◆ Task prompt:
Take each line of the data that contains the string "below" and copy it.

(Stored data entries)
-*-*-

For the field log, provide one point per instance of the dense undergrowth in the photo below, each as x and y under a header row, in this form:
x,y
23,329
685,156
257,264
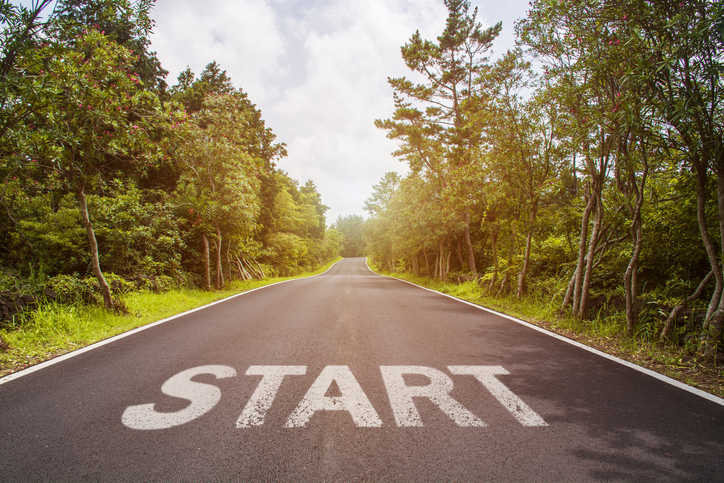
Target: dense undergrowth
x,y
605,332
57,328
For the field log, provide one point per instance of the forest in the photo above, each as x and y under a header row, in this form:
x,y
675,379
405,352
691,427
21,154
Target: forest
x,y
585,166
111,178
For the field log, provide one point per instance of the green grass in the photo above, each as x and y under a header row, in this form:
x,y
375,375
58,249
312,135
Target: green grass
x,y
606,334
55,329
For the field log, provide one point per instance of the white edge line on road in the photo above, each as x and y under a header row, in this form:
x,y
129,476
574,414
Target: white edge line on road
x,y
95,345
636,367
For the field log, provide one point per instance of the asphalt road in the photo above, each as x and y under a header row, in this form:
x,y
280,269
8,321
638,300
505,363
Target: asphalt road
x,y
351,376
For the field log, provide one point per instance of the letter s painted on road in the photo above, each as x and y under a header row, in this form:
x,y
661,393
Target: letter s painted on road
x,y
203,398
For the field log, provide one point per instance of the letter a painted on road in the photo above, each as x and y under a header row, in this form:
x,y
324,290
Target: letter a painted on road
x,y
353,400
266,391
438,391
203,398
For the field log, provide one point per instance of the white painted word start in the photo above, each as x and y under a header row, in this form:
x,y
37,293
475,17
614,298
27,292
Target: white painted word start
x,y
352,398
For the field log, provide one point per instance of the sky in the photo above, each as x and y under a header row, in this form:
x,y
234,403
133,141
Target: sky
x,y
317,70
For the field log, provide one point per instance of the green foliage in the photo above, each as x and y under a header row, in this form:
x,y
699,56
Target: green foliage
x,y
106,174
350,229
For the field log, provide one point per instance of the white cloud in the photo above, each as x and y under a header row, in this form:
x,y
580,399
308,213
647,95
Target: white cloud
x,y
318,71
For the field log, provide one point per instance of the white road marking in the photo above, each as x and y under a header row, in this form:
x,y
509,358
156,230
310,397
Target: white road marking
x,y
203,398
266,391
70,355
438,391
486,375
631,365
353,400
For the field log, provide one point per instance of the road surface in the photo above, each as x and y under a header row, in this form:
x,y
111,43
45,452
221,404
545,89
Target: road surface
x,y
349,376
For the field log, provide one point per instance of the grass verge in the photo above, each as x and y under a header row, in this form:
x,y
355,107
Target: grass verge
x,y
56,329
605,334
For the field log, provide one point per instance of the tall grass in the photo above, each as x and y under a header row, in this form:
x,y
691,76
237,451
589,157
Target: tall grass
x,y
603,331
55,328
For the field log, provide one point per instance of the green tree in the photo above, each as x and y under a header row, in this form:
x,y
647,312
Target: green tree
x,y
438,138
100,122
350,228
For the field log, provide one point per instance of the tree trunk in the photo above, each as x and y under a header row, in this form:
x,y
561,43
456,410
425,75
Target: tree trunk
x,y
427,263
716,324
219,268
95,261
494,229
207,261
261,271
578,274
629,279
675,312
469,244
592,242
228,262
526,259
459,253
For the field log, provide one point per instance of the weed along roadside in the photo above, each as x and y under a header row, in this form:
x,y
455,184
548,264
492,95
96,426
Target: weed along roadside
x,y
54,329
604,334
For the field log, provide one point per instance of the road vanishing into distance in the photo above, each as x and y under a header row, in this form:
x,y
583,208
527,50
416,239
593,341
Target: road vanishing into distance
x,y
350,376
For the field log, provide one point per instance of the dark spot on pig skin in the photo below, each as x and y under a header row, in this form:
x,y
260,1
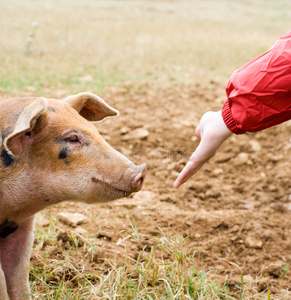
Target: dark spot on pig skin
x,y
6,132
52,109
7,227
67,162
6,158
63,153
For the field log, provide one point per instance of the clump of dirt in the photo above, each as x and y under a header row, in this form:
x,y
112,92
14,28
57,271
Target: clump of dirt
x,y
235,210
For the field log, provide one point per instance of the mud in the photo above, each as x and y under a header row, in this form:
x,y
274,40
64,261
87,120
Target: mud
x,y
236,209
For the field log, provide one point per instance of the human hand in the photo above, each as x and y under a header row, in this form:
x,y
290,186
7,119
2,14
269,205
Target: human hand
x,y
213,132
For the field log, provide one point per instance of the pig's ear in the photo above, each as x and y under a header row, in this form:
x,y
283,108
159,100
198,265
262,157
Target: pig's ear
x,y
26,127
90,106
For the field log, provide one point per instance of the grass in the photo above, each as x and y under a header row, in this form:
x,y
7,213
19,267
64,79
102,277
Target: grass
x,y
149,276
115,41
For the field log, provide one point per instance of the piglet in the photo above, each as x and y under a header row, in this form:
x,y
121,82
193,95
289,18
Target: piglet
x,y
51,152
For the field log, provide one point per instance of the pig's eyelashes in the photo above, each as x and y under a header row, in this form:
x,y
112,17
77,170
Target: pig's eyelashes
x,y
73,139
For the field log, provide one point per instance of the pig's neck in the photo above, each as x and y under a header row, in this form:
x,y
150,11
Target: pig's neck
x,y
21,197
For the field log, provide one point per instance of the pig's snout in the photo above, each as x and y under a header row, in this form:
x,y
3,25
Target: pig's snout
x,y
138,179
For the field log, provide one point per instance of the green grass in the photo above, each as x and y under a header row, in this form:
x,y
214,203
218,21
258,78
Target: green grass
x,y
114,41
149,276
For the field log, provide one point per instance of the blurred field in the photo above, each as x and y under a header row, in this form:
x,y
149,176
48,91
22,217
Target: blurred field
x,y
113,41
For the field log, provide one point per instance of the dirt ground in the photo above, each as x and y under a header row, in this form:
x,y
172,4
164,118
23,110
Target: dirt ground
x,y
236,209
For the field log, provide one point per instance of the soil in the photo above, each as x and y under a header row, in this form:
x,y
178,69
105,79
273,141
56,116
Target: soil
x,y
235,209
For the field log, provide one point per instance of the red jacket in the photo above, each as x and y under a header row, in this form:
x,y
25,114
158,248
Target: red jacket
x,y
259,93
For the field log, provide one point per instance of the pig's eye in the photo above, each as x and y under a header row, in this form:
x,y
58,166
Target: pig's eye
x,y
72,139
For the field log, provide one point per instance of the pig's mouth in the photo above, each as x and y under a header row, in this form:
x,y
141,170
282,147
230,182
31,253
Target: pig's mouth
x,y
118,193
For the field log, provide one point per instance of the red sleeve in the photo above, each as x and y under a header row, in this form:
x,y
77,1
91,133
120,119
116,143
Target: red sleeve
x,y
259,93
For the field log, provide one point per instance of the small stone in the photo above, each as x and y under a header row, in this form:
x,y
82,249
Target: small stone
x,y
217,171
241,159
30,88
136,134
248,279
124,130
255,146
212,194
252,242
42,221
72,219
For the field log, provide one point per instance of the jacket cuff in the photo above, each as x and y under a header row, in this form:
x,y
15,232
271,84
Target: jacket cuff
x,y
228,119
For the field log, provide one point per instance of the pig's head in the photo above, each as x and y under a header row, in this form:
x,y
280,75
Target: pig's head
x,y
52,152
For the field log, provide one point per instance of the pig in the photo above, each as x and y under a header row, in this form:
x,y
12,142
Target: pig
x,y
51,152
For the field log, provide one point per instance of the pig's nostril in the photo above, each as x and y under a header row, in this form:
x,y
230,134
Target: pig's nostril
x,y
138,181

-*-*-

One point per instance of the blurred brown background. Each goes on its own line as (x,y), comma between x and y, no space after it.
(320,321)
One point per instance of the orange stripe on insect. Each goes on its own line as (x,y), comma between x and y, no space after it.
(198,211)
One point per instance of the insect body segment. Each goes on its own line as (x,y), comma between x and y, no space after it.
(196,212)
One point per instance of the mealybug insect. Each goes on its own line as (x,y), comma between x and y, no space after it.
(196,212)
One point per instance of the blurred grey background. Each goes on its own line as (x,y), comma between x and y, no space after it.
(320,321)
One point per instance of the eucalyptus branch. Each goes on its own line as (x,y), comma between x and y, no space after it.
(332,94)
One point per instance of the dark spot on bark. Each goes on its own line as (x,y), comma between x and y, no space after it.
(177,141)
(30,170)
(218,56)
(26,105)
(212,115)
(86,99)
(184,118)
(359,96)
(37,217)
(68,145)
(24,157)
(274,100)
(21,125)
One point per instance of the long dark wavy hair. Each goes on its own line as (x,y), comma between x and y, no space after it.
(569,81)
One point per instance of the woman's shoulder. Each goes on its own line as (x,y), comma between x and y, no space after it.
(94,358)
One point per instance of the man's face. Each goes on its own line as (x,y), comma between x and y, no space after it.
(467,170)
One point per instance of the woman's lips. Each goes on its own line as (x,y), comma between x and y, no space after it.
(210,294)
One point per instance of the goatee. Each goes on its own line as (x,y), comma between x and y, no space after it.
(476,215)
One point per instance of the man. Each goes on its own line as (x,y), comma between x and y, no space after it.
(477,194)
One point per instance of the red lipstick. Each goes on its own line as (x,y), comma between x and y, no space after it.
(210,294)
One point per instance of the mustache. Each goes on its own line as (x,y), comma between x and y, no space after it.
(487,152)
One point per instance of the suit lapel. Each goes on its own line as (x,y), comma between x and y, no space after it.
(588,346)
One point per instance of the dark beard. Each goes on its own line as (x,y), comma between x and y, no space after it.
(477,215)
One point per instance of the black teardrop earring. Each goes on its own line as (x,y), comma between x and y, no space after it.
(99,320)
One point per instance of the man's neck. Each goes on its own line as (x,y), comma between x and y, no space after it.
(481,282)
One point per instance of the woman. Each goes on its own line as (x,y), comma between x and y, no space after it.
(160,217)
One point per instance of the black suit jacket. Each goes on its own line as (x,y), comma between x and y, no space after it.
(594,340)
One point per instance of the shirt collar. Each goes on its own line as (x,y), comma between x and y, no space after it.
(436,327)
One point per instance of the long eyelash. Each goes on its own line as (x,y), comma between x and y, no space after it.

-*-*-

◆ Your solution:
For the field log, provide one point per instance of the dense undergrowth in the photo below, each as x and y under a header row, in this form:
For the field log, provide one point per instance of the dark spot on pig skin in the photo below, each as x and y under a header row, in this form:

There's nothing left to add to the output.